» **Document excerpt**
A new analysis shows that American consumers are saving anywhere from millions to even trillions of dollars annually at the pump thanks to ethanol blends.
According to the Renewable Fuels Association (RFA) -- which presented information from former Ford and Carter administration energy advisor Philip Verleger -- American consumers are paying between 50 cents and $1.50 per gallon less for gasoline due to the addition of ethanol blends (such as E15, which is 15 percent ethanol and 85 percent gasoline). 

The analysis further said that consumers are saving from $700 billion to about $2.6 trillion annually on gas because of ethanol. 

Verleger said that oil prices would be $15 to $40 a barrel higher than they are today without ethanol added in. 
“Had Congress not raised the renewable fuels requirement, commercial crude oil inventories at the end of August would have dropped to 5.2 million barrels, a level two hundred million barrels lower than at any time since 1990,” said Verleger. “The lower stocks would almost certainly have pushed prices higher. Crude oil today might easily sell at prices as high as or higher than in 2008. Preliminary econometric tests suggest the price at the end of August would have been $150 per barrel.”

» **Provided information**
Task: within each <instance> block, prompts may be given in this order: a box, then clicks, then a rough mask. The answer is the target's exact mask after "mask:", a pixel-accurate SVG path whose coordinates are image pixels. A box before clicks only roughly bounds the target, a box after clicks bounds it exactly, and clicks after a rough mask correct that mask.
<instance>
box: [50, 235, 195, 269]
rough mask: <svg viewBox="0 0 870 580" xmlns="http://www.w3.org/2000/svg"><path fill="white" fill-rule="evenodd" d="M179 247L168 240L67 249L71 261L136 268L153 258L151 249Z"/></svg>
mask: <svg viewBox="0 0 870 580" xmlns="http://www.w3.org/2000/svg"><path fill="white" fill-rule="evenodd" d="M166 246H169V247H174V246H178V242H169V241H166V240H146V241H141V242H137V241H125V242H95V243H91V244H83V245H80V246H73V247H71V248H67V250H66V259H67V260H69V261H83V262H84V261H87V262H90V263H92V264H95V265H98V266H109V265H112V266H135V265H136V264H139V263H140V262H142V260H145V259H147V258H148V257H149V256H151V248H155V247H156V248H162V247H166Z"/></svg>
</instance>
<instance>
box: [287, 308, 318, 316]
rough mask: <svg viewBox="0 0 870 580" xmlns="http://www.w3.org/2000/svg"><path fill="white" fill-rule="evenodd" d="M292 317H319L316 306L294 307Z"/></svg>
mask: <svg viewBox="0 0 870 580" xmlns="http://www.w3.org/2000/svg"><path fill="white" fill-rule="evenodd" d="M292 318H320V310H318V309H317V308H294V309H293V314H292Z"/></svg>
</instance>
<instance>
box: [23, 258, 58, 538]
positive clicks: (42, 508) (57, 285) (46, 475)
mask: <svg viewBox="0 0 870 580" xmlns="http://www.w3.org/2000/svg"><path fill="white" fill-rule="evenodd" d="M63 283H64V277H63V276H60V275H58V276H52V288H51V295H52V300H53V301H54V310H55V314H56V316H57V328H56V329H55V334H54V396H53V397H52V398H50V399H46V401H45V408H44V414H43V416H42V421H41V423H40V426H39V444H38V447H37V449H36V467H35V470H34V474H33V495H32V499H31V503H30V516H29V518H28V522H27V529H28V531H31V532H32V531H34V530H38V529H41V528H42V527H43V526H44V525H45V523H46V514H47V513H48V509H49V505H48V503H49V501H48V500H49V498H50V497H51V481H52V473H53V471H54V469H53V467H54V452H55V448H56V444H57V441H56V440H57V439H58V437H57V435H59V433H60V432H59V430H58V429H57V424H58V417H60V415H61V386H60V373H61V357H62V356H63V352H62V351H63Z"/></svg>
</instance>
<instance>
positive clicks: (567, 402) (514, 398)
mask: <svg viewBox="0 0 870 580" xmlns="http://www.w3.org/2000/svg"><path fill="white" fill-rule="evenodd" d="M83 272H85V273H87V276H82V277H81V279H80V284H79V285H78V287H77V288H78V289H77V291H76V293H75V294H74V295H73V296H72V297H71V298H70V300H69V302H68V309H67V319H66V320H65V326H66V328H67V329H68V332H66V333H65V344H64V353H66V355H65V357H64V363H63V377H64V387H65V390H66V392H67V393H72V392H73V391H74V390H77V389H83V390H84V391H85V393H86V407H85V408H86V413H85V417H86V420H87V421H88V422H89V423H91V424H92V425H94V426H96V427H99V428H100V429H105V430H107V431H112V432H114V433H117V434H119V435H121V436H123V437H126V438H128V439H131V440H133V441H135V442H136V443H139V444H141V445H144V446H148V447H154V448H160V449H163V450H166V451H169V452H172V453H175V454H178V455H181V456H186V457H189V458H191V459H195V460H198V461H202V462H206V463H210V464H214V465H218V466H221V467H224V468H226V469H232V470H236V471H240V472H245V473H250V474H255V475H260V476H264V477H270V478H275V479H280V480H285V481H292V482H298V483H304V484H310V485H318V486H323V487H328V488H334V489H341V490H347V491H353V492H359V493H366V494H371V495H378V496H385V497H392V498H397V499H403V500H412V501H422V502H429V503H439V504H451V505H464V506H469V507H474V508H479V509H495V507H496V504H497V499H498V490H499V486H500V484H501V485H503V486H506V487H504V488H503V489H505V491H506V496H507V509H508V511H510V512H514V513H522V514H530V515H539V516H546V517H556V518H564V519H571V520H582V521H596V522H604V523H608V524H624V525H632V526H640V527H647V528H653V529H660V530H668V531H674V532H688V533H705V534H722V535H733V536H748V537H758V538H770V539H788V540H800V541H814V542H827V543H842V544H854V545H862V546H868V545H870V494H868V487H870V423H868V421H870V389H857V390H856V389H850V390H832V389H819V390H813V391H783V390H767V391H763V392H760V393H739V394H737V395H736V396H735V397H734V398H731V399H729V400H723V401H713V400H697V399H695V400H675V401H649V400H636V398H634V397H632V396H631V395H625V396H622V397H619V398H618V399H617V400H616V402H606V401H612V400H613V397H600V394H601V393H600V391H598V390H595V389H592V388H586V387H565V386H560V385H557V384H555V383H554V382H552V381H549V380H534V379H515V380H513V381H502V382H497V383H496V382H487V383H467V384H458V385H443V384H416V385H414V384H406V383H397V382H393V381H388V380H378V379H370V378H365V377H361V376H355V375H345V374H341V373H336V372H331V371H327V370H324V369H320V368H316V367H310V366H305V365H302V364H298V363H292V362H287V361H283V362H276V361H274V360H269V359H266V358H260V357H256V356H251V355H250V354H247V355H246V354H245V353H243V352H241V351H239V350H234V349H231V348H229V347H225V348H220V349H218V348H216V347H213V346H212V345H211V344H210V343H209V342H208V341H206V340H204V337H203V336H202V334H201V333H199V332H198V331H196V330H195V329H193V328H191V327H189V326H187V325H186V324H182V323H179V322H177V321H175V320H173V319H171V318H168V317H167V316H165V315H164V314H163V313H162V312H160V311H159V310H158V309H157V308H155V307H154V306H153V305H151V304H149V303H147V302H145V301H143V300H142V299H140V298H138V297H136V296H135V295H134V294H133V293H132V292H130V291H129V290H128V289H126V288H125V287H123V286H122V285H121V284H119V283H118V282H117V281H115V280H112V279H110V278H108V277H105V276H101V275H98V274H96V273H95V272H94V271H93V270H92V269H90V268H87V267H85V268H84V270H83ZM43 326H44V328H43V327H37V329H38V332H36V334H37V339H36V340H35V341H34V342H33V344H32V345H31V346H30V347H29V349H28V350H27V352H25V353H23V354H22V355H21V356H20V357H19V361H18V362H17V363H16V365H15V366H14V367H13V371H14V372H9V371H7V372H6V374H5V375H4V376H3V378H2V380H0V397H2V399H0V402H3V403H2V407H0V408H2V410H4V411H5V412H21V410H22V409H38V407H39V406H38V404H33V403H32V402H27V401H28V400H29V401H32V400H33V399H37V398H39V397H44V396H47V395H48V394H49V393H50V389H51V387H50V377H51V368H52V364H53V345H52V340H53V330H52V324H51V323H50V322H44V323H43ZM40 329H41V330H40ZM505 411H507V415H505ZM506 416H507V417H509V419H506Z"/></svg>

» **What you have to do**
Pick up the piece on ethanol blends and gas prices from where it stops, and keep writing it.

» **Response area**
AAA said the national average is about $3.50 a gallon and the cost per barrel is around $100-$110.

E15 in particular has been a hot topic this year. In August, the U.S. Environmental Protection Agency (EPA) froze a planned bump in ethanol levels that was set for next year. The freeze came after state efforts to ban E15, and House debates on whether to cut the blending requirements entirely.

In 2012, only 4.55 billion bushels of corn was used to produce ethanol, which was down from 5 billion bushels in 2011.  About 13.33 billion gallons of ethanol was produced last year, missing the goal of 15.2 billion gallons.

Ethanol opponents say the use of ethanol blends takes away from the nation's corn crops, and livestock farmers saw the cost of feed inflated by having to compete with ethanol. In addition, environmentalists say corn ethanol produces more emissions over its life cycle than oil.

Furthermore, ethanol can damage many old vehicles (and even some new) on American's roads because parts in the engines made of rubber, plastic, metal, and other materials aren't made for high ethanol blends.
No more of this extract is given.